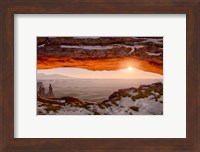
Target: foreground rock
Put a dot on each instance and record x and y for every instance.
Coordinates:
(145, 100)
(106, 53)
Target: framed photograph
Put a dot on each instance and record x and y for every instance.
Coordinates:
(99, 76)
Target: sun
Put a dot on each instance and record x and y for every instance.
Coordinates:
(129, 69)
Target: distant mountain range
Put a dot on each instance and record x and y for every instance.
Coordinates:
(52, 76)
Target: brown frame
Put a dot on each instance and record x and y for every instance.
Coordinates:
(10, 7)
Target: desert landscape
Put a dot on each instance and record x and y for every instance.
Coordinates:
(99, 75)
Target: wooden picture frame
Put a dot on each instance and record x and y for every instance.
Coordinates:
(7, 11)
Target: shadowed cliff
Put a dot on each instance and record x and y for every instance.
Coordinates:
(104, 53)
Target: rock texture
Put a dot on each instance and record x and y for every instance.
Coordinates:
(145, 100)
(104, 53)
(41, 91)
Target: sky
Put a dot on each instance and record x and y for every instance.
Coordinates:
(128, 73)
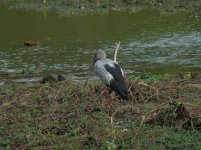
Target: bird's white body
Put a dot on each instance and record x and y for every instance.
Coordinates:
(111, 74)
(100, 70)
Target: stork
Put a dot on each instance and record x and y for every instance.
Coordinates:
(111, 74)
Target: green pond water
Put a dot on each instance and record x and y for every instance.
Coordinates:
(150, 41)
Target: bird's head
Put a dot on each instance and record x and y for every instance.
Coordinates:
(100, 54)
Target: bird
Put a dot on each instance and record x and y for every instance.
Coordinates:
(111, 74)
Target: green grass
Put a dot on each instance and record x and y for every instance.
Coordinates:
(70, 116)
(69, 7)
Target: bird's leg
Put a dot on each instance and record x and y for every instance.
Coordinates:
(110, 101)
(110, 105)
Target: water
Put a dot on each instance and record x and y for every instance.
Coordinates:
(150, 41)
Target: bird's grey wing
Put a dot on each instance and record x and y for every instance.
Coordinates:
(115, 71)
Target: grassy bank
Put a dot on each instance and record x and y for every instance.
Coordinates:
(163, 113)
(68, 7)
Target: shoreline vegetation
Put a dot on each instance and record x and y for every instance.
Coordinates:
(163, 112)
(80, 7)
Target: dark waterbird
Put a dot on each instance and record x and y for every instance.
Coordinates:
(111, 74)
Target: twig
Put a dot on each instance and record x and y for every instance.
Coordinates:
(116, 50)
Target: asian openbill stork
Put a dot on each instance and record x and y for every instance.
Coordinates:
(111, 74)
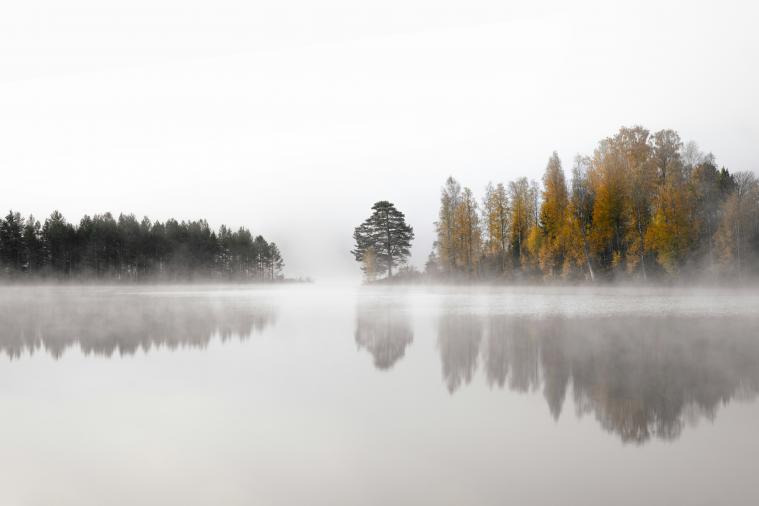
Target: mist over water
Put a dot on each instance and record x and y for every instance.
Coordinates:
(344, 395)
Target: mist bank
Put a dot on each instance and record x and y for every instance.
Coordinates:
(643, 207)
(102, 248)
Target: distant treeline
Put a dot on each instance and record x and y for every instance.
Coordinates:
(643, 205)
(102, 247)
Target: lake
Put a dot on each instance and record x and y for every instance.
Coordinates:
(343, 395)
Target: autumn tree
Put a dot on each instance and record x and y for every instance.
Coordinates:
(467, 233)
(450, 196)
(738, 234)
(521, 219)
(495, 219)
(553, 216)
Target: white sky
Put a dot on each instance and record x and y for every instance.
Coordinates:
(292, 118)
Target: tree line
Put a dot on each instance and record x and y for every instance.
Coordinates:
(103, 247)
(642, 205)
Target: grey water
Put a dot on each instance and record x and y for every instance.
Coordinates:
(343, 395)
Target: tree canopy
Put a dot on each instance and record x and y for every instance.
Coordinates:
(641, 205)
(124, 248)
(383, 240)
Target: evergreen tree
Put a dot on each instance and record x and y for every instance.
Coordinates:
(387, 233)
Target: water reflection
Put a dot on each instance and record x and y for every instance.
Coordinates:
(384, 329)
(640, 377)
(105, 323)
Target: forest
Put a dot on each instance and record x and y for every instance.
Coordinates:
(642, 206)
(102, 247)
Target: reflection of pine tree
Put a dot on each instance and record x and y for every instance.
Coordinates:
(385, 331)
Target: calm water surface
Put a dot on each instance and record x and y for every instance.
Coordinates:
(330, 395)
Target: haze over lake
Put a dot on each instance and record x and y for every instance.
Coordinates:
(332, 395)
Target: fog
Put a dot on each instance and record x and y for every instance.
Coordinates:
(293, 119)
(293, 394)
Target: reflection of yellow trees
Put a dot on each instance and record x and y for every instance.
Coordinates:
(105, 323)
(641, 377)
(459, 339)
(385, 331)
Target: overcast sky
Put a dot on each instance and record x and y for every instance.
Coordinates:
(292, 118)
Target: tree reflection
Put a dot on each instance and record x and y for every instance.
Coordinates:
(459, 337)
(104, 323)
(640, 377)
(384, 329)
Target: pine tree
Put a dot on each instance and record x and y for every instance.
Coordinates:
(387, 233)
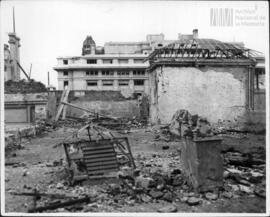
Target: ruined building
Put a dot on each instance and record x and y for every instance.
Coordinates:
(220, 81)
(117, 66)
(12, 56)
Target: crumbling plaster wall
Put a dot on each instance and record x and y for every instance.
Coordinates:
(217, 93)
(126, 109)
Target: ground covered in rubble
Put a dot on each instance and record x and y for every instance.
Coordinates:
(39, 163)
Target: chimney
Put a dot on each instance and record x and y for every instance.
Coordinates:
(195, 33)
(14, 45)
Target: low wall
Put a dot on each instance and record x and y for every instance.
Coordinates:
(126, 109)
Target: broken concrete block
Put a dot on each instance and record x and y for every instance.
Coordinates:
(143, 182)
(211, 196)
(145, 198)
(193, 201)
(168, 196)
(155, 194)
(167, 209)
(177, 180)
(246, 189)
(227, 194)
(127, 171)
(203, 163)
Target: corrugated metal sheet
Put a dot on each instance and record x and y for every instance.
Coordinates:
(99, 157)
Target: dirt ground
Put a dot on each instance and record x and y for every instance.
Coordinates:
(37, 166)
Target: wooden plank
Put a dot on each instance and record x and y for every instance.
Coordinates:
(98, 151)
(99, 156)
(96, 147)
(65, 107)
(101, 163)
(103, 170)
(101, 167)
(64, 112)
(91, 160)
(60, 107)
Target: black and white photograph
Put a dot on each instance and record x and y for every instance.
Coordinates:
(134, 108)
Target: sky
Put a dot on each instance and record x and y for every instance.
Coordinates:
(49, 29)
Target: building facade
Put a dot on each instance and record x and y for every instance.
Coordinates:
(12, 58)
(216, 80)
(117, 66)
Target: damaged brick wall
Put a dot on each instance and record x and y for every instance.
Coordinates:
(127, 109)
(217, 93)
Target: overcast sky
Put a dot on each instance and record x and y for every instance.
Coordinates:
(49, 29)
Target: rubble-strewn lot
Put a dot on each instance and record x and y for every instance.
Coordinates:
(158, 187)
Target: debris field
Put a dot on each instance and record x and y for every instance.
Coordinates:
(37, 174)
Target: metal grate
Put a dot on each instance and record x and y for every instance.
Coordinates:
(99, 157)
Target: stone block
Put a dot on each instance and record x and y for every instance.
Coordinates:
(203, 163)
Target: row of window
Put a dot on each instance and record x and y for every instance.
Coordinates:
(108, 61)
(137, 82)
(110, 73)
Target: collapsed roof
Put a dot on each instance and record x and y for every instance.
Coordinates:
(200, 48)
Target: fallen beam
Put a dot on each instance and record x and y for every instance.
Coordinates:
(89, 111)
(59, 205)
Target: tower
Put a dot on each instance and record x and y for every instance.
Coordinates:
(89, 46)
(14, 45)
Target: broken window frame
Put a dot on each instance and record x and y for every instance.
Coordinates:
(65, 84)
(138, 61)
(123, 82)
(107, 61)
(65, 73)
(138, 82)
(92, 73)
(123, 61)
(91, 61)
(258, 72)
(107, 83)
(107, 73)
(92, 83)
(123, 73)
(139, 72)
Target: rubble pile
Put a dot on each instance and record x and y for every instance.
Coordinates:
(246, 172)
(24, 86)
(120, 124)
(184, 124)
(156, 179)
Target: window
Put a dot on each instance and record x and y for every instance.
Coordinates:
(107, 73)
(138, 60)
(138, 82)
(91, 83)
(107, 82)
(107, 61)
(123, 82)
(123, 61)
(123, 73)
(92, 73)
(65, 84)
(139, 72)
(91, 61)
(259, 80)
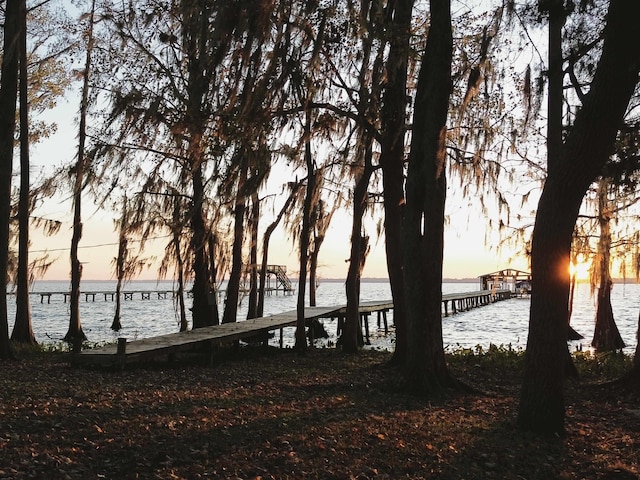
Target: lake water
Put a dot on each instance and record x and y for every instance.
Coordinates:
(503, 323)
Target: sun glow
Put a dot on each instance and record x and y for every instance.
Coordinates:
(580, 271)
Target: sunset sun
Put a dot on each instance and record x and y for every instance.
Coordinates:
(580, 270)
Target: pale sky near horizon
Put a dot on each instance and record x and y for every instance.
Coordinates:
(466, 255)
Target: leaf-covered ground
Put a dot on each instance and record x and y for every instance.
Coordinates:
(278, 415)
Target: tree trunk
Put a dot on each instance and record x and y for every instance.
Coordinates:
(350, 339)
(587, 147)
(252, 307)
(22, 328)
(116, 325)
(300, 336)
(313, 270)
(195, 34)
(8, 97)
(233, 284)
(75, 335)
(606, 336)
(213, 269)
(201, 311)
(392, 152)
(425, 367)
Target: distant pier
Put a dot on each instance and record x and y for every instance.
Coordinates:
(169, 345)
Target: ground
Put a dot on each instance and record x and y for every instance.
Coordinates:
(277, 415)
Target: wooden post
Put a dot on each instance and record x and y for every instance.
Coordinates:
(122, 348)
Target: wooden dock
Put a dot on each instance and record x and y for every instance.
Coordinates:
(170, 345)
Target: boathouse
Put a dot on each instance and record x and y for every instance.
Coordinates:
(517, 281)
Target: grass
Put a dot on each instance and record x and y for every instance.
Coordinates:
(277, 415)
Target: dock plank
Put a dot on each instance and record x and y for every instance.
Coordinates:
(172, 343)
(142, 349)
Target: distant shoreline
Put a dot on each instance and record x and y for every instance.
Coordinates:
(329, 280)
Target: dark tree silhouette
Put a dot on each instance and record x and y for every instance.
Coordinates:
(585, 150)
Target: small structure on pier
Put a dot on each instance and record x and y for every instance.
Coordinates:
(517, 281)
(277, 279)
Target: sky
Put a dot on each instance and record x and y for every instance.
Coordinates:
(470, 246)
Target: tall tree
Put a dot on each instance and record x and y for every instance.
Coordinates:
(606, 336)
(584, 152)
(75, 335)
(8, 98)
(22, 329)
(392, 161)
(425, 368)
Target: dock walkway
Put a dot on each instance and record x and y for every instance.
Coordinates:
(171, 344)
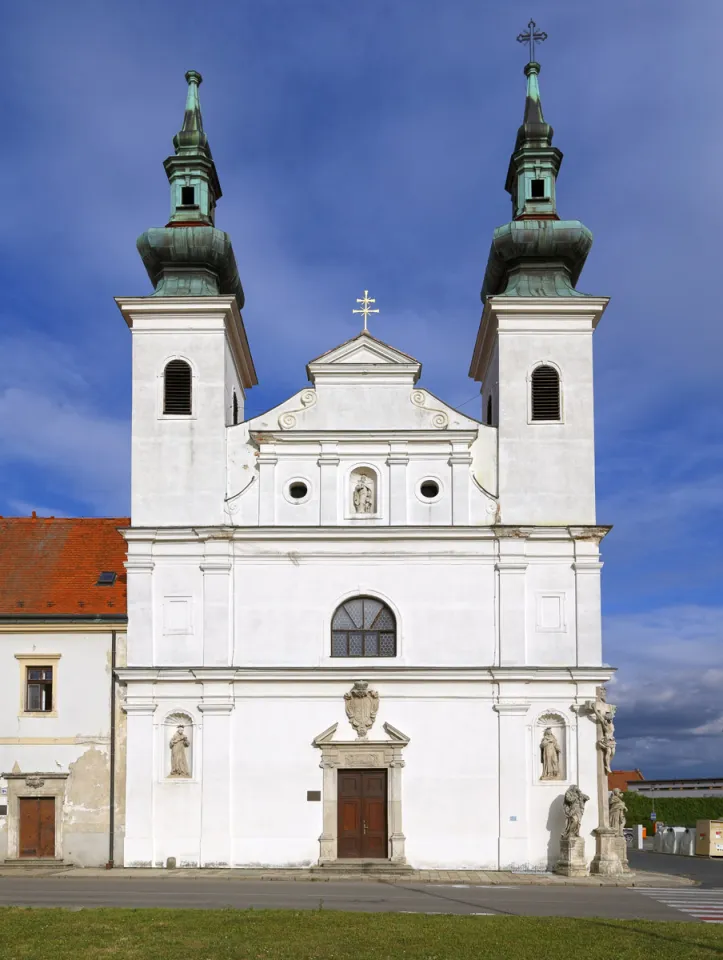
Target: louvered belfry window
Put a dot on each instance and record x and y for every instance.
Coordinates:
(545, 393)
(363, 627)
(177, 388)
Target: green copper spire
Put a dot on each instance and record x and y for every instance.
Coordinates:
(537, 254)
(189, 256)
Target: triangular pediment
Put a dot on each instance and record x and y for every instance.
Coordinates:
(363, 351)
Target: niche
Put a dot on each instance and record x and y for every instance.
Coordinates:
(363, 492)
(178, 746)
(551, 746)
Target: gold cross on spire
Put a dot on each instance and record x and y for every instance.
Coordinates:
(365, 310)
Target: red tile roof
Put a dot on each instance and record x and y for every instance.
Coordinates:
(620, 778)
(50, 566)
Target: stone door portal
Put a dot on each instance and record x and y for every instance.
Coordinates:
(37, 827)
(362, 811)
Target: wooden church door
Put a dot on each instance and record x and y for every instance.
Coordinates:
(362, 813)
(37, 827)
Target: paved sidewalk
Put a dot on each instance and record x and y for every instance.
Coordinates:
(475, 877)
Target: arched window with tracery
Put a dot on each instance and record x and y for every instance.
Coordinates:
(363, 627)
(177, 388)
(545, 393)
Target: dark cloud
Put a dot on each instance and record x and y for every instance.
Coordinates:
(670, 714)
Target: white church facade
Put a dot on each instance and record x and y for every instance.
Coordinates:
(362, 625)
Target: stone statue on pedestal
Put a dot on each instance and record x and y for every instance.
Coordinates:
(179, 761)
(617, 811)
(604, 714)
(550, 755)
(363, 495)
(574, 806)
(361, 707)
(572, 862)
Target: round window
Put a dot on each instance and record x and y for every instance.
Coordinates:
(298, 490)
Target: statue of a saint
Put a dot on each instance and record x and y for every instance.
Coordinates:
(179, 761)
(362, 705)
(574, 806)
(364, 495)
(550, 755)
(604, 713)
(617, 811)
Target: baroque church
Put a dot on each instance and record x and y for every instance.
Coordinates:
(361, 626)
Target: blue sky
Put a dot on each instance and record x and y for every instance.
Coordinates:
(365, 144)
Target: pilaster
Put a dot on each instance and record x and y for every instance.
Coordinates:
(216, 709)
(513, 784)
(511, 570)
(588, 614)
(267, 461)
(397, 462)
(328, 483)
(140, 778)
(139, 574)
(460, 461)
(217, 569)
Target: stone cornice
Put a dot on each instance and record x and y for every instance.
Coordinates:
(141, 311)
(345, 533)
(48, 625)
(553, 314)
(399, 672)
(459, 434)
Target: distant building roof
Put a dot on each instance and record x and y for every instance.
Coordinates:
(620, 778)
(50, 567)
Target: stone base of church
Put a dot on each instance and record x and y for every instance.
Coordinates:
(572, 862)
(607, 862)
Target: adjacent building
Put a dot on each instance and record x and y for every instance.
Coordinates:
(62, 629)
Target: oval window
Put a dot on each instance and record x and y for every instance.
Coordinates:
(429, 489)
(298, 490)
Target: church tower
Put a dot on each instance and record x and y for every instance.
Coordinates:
(533, 353)
(191, 359)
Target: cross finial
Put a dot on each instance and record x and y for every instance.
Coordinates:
(532, 36)
(365, 310)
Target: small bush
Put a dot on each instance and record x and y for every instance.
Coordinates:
(674, 811)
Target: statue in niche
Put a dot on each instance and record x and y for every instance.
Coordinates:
(574, 806)
(362, 705)
(550, 756)
(604, 714)
(617, 811)
(363, 495)
(179, 743)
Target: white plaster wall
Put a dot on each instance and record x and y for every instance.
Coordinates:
(178, 464)
(77, 740)
(290, 605)
(232, 383)
(455, 601)
(547, 470)
(451, 813)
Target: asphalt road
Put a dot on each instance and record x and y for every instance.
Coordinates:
(565, 901)
(709, 873)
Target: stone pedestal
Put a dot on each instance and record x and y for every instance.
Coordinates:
(606, 862)
(572, 862)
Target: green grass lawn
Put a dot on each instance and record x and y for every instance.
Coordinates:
(33, 934)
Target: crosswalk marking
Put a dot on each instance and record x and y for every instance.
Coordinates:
(704, 905)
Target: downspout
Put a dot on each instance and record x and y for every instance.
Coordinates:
(111, 801)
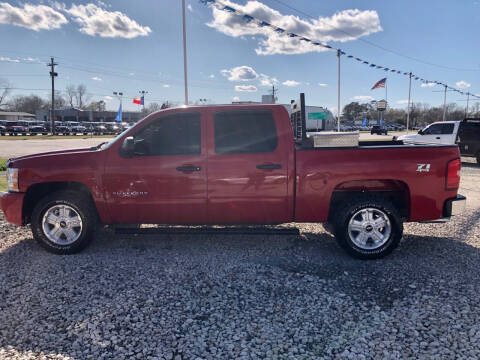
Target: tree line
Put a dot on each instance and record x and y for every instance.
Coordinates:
(421, 114)
(74, 96)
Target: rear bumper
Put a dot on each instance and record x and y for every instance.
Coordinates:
(454, 206)
(12, 205)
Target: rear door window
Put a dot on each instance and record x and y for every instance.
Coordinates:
(245, 131)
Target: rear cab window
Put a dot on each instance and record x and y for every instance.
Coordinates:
(245, 131)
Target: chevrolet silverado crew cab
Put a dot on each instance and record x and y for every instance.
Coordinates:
(234, 164)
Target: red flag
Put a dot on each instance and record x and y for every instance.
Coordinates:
(379, 84)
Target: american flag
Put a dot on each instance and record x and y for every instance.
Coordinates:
(379, 84)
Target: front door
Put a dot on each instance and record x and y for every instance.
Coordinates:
(165, 180)
(247, 168)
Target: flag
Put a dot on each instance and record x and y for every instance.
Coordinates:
(119, 114)
(379, 84)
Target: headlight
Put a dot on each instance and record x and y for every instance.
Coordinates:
(12, 179)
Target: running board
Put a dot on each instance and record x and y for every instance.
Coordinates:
(208, 230)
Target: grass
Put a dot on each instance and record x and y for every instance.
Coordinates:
(54, 137)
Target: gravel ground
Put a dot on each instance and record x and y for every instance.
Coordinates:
(245, 296)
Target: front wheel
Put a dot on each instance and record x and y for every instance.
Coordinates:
(63, 223)
(368, 227)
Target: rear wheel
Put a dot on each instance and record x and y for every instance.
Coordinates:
(368, 227)
(63, 223)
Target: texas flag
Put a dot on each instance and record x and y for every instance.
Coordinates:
(379, 84)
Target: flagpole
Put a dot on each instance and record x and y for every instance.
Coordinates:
(185, 53)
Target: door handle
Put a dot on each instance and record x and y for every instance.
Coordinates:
(189, 168)
(269, 166)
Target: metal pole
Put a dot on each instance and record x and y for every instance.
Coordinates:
(409, 95)
(466, 111)
(444, 103)
(339, 53)
(185, 53)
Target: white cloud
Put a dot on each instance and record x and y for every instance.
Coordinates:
(462, 84)
(343, 26)
(7, 59)
(363, 98)
(290, 83)
(240, 73)
(94, 20)
(248, 88)
(266, 80)
(33, 17)
(427, 85)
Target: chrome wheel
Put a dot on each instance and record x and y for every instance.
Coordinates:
(369, 228)
(62, 224)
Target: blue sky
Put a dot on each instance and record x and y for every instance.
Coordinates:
(137, 45)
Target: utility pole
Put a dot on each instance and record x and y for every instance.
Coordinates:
(445, 102)
(185, 52)
(339, 53)
(274, 91)
(409, 93)
(143, 92)
(53, 74)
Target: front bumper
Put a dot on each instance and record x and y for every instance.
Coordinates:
(12, 205)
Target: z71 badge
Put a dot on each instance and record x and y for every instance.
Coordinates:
(423, 167)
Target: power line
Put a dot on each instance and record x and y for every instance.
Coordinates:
(376, 45)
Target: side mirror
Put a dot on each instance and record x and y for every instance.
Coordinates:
(128, 146)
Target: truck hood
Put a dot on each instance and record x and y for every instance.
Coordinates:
(30, 160)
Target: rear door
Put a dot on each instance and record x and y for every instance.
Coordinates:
(247, 168)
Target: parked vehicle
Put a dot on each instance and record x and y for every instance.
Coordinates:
(99, 128)
(379, 130)
(76, 128)
(37, 127)
(468, 138)
(113, 128)
(262, 169)
(466, 134)
(14, 128)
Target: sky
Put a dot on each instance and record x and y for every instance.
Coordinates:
(130, 46)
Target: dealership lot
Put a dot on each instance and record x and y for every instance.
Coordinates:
(212, 296)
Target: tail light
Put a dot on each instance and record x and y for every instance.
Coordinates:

::::

**TASK INSTRUCTIONS**
Return exactly, and only, the line containing "Target: power line" and every line after it through the end of the material.

**OUTPUT FOR THIS EXERCISE**
Target: power line
Put a dot on each instance and record x and y for every instance.
Coordinates:
(376, 45)
Target: side mirror
Put a dot on each instance and record x and y for every instance.
Coordinates:
(128, 146)
Target: truck hood
Put a dot on each instance and record x and y for every instance.
Coordinates:
(30, 160)
Target: rear door
Put a dot on each instance and record x and y for every instance.
Coordinates:
(247, 168)
Target: parked vehicle
Put a dot on each instance and record x and y for every instance.
Coordinates:
(99, 128)
(379, 130)
(76, 128)
(37, 127)
(468, 138)
(113, 128)
(262, 169)
(466, 134)
(14, 128)
Target: sky
Put a dot on each instance and record x and y for every instance.
Coordinates:
(130, 46)
Target: dealership lot
Put a dot on each instance and record x and y for every instance.
Coordinates:
(212, 296)
Target: tail light
Put a dot on each instance and record x and y for every instance.
Coordinates:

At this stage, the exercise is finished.